Convert the part of the entries that runs from their beginning through the line containing "[[641, 160]]" into a Markdown table with the columns Row and Entry line, one numbered row per line and no blank lines. Leave the pictures out.
--- start of Raw records ---
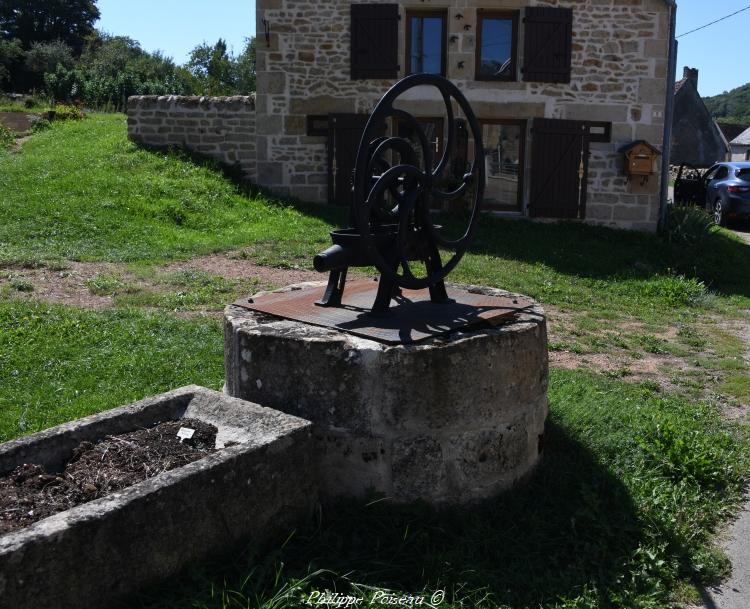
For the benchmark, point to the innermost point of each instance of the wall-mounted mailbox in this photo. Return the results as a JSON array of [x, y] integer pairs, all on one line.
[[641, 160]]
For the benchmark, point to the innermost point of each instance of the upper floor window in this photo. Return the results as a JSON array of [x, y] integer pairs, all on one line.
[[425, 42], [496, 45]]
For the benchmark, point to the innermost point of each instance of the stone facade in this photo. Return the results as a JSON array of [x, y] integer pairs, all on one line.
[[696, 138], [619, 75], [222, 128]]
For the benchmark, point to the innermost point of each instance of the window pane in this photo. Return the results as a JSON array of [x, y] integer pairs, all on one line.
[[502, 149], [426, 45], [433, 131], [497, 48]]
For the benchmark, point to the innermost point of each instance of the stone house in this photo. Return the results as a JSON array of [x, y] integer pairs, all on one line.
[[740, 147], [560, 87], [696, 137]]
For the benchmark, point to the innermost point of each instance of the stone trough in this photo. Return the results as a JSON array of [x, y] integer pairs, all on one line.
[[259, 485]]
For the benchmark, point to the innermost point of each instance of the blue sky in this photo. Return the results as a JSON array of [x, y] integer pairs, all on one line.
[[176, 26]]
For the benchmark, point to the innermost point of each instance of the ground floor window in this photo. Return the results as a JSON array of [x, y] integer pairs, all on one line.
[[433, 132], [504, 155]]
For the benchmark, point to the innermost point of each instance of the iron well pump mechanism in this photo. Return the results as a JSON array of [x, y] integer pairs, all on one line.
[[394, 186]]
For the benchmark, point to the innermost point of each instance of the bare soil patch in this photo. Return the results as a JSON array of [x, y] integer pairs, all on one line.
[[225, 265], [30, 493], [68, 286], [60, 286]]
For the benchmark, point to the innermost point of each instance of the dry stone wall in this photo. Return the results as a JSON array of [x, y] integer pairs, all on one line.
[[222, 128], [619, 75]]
--- end of Raw records ---
▸ Solution to the problem
| Row | Entry line |
|---|---|
| 1 | For the benchmark, point to the innermost point of each instance of the wall-mounted mailbox in this photo. Return the results as a JSON array of [x, y] integer pairs, all on one line. |
| 2 | [[641, 160]] |